'''
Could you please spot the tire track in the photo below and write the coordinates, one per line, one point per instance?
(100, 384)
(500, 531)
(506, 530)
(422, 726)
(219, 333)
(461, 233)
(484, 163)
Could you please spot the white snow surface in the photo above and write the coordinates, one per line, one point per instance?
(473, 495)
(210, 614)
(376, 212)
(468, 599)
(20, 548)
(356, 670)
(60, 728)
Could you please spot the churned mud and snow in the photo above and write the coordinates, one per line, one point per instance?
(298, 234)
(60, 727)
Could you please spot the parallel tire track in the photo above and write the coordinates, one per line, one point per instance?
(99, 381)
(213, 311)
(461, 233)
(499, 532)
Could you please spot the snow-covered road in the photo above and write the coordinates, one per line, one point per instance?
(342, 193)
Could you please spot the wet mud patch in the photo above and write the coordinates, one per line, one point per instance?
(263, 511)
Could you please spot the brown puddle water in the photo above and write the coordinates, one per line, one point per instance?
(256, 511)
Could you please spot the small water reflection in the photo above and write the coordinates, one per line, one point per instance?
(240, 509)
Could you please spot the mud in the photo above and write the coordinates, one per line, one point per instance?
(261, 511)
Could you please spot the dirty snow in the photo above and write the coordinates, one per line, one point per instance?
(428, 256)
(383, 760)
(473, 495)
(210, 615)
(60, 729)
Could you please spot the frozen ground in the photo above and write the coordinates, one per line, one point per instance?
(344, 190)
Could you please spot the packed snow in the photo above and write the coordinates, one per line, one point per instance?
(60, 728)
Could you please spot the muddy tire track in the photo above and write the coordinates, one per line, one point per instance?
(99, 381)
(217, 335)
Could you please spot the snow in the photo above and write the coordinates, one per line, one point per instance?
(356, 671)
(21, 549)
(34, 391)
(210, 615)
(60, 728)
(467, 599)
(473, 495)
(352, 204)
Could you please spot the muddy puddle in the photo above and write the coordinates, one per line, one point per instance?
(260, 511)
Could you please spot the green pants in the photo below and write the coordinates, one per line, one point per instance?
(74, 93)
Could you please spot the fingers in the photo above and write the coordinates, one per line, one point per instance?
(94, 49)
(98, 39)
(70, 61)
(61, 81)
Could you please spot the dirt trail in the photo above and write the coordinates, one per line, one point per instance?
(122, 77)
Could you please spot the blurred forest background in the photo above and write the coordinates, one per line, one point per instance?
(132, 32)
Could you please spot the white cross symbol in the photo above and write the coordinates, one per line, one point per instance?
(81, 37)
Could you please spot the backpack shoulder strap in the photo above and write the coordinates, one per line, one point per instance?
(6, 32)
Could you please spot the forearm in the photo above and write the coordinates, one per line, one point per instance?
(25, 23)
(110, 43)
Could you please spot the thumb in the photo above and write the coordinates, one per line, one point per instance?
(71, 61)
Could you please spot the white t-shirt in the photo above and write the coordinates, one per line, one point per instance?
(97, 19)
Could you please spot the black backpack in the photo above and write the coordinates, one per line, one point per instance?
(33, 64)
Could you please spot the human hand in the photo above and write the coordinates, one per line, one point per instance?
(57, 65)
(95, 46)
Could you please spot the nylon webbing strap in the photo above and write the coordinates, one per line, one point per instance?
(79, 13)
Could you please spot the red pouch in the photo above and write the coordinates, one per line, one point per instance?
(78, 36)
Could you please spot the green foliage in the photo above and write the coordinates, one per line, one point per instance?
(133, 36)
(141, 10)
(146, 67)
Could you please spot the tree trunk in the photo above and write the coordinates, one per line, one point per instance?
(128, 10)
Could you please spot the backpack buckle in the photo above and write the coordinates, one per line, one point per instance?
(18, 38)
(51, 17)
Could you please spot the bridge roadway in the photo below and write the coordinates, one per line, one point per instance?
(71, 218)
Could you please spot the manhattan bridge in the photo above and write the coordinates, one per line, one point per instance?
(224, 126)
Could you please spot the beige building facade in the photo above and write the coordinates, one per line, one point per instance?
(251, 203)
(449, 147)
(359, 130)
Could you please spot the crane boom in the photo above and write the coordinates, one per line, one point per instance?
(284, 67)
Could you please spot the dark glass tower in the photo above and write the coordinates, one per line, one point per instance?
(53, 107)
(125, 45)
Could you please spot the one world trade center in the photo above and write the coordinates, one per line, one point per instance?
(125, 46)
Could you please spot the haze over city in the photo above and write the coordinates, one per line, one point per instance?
'''
(Requirements):
From the records above, extract every entry verbatim.

(Full response):
Could you please spot the tire track in the photo below and write the coordinates, one per line, one point per instance?
(100, 384)
(500, 531)
(506, 530)
(422, 726)
(219, 333)
(461, 233)
(484, 163)
Could you please spot the white snow surface in the photo above and write the coordinates, one per line, one point per instance?
(473, 495)
(210, 614)
(376, 212)
(468, 599)
(20, 548)
(356, 670)
(60, 728)
Could you please spot the churned mud and snow in the photo above and write the coordinates, one per line, one point per instance?
(298, 234)
(60, 727)
Could you please spot the parallel tire track in the photo above and write the coordinates, one per line, one point per instance?
(99, 381)
(213, 311)
(461, 233)
(499, 532)
Could you please spot the snow-covered road in the photo above and write the coordinates, one per line, one point per instance?
(342, 193)
Could you please spot the wet mud patch in the photo above and write the coordinates, one per line, one point per instance?
(263, 511)
Could you please spot the brown puddle water in the photo above and write the coordinates, one per line, one point per instance?
(256, 511)
Could you please spot the small water reflection in the photo above and write the coordinates, one per line, one point per instance?
(240, 509)
Could you please spot the mud in the photo above and write the coordinates, one per line, one point per instance?
(261, 511)
Could you please spot the dirty snow in the photo above and write the coordinates, one per line, one point per instance?
(428, 256)
(383, 760)
(473, 495)
(210, 615)
(60, 729)
Could you please spot the frozen ground in the photo above and write the coordinates, one per line, one point per instance?
(344, 190)
Could you please spot the packed snow in the photo above and write the coordinates, one per line, one point per instance?
(60, 728)
Could you please spot the muddy tire track in the photo above and write the coordinates, one per line, one point per instance?
(99, 381)
(217, 335)
Could you please spot the snow in the photo above and write the coordinates, one per line, one point per instance?
(356, 671)
(21, 549)
(34, 391)
(210, 615)
(60, 728)
(467, 599)
(473, 495)
(352, 204)
Could you please spot the muddy puddle in the photo above and write the coordinates, one per line, one point per instance?
(260, 511)
Could you please spot the green pants in the photo below and write the coordinates, one per line, one point per instance?
(74, 93)
Could you please spot the fingers in the photo above and write the coordinates, one per line, one point per instance?
(94, 49)
(98, 39)
(70, 61)
(61, 81)
Could you please spot the dirt trail in the photo above and write the coordinates, one per line, one point per instance?
(122, 77)
Could you please spot the blurred forest background in the photo above and write the coordinates, one per line, one point per instance?
(132, 32)
Could you please spot the white cross symbol in the photo above and write the coordinates, one per line, one point per instance?
(81, 37)
Could you please spot the backpack shoulder strap in the photo above and write the coordinates, one per line, one point per instance?
(6, 32)
Could you please spot the forearm in the photo above and write the coordinates, one per line, one point per instance?
(25, 23)
(110, 43)
Could you please spot the thumb in the photo above and write the coordinates, one per line, one point per instance?
(71, 61)
Could you please spot the white t-shirt in the photo above and write the coordinates, one per line, one point per instance?
(97, 19)
Could you please spot the black backpack in the photo above and write the coordinates, one per line, one point per instance?
(33, 64)
Could you please spot the human hand in the photo above and write the coordinates, one per line, one point per instance?
(57, 65)
(95, 46)
Could you please spot the nylon webbing strap in the photo above and write the coordinates, one per line, one point per instance?
(79, 13)
Could you please spot the red pouch in the photo above and write the coordinates, one per line, one point per instance?
(78, 36)
Could you please spot the green foliage in the photo above and write the coordinates, one per line, one point per instance?
(133, 36)
(141, 10)
(146, 67)
Could you please spot the tree trunk in the photo above and write the coordinates, one per line, one point per instance?
(128, 10)
Could you please spot the backpack buckle in the photo above and write the coordinates, one per line, one point per instance?
(18, 38)
(51, 17)
Could you please spot the bridge roadway in the photo below and write the coordinates, one per line, one point per instance?
(71, 218)
Could you please spot the manhattan bridge in the photo above and write the coordinates, one per line, one point per instance?
(224, 126)
Could you please spot the beige building facade in the photo above and write the coordinates, one per line, one point per instance?
(251, 203)
(449, 147)
(359, 130)
Could you please spot the crane boom in the photo above and write the coordinates, one per line, one point per instance?
(284, 67)
Could you please spot the dark glass tower in the photo above and write the coordinates, one per line, one point per instance?
(53, 107)
(125, 45)
Could you please spot the one world trade center in the photo above and write the coordinates, one per line, one point per instance?
(125, 46)
Could you please spot the haze over city in the photo above and write the coordinates, one per line, one point per instance?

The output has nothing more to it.